* **Extracted text**:
"""
If I understand correctly, you want to find a pattern between two line numbers. The awk one-liner could be

awk '/whatev/ && NR >= 1234 && NR <= 5555' file

You don't need to run grep followed by sed.

Perl one-liner:

perl -ne 'if (/whatev/ && $. >= 1234 && $. <= 5555) {print}' file
9

Line numbers are OK if you can guarantee the position of what you want. Over the years, my favorite flavor of this has been something like this:

sed "/First Line of Text/,/Last Line of Text/d" filename

which deletes all lines from the first matched line to the last match, including those lines.

Use sed -n with "p" instead of "d" to print those lines instead. Way more useful for me, as I usually don't know where those lines are.
"""
* **Exercise**:
Summarize the forum excerpt on finding lines in a range in two sentences. The data come from a separate source.

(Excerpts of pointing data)
"""
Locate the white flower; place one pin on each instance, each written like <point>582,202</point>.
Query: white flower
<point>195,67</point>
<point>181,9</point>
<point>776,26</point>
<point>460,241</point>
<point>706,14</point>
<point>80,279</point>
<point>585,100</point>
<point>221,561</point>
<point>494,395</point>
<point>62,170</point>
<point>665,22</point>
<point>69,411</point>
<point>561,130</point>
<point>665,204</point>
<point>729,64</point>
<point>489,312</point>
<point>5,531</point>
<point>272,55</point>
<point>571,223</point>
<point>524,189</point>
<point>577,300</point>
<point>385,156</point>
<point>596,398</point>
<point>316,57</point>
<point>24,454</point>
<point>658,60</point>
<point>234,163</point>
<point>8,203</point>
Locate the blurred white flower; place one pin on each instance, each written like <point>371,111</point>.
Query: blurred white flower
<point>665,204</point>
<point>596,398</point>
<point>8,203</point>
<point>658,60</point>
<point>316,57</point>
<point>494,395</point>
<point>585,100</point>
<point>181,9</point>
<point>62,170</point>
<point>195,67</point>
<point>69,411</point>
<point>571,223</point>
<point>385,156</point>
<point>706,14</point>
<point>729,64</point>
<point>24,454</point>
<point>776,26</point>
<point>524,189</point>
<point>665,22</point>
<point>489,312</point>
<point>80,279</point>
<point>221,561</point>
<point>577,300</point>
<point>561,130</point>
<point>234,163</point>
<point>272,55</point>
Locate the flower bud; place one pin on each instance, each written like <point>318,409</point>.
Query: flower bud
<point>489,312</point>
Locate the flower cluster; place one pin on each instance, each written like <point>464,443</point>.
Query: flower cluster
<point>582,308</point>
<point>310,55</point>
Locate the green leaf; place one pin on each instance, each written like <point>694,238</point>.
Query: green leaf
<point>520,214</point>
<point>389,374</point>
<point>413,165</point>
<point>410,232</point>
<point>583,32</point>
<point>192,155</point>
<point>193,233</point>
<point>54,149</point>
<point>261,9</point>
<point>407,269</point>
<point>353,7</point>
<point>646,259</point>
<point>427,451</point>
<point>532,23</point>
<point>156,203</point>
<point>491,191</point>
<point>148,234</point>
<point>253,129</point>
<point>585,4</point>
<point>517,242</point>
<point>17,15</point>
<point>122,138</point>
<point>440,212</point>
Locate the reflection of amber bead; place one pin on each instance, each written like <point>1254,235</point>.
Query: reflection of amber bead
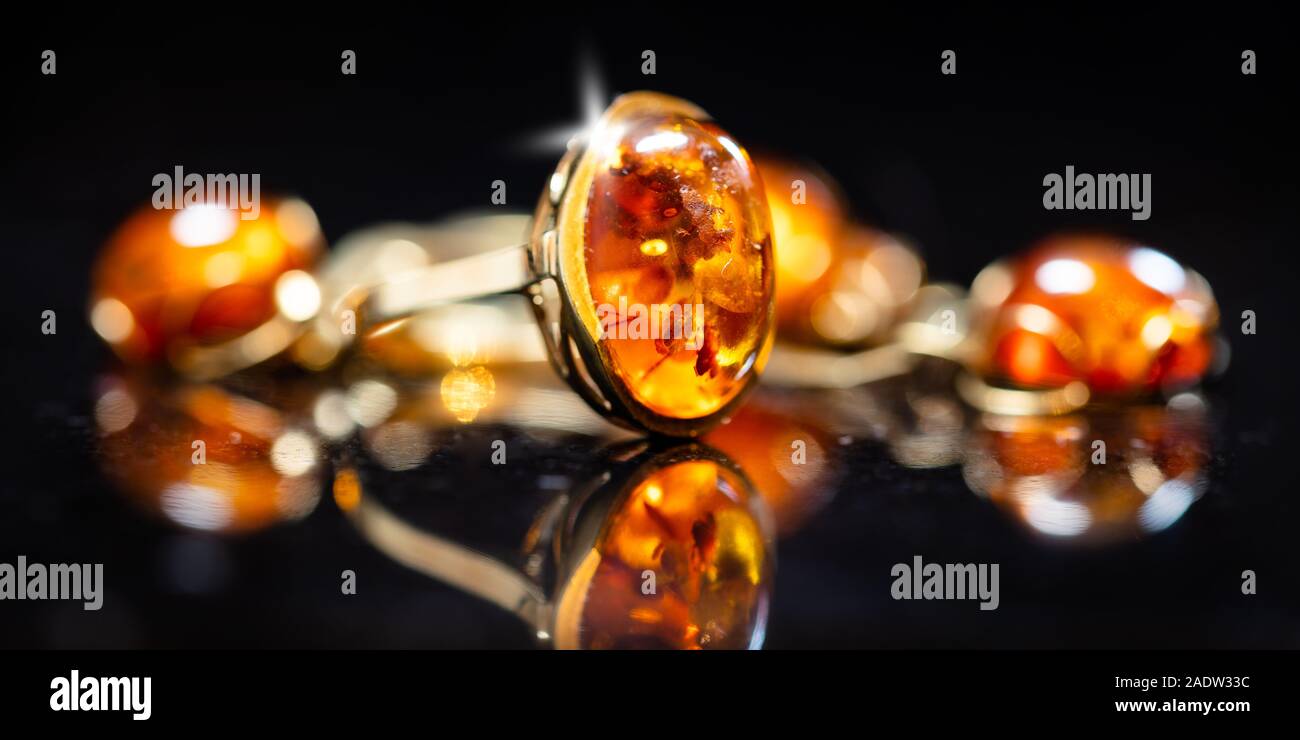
"""
* **Right answer**:
To find a pattern between two line numbers, an awk one-liner or a Perl one-liner can test both the pattern and the line number at once, so running grep followed by sed isn't needed. Because line numbers only work when the position is guaranteed, a sed command can instead delete every line from a first matched line through a last matched line, and using sed -n with "p" instead of "d" prints those lines.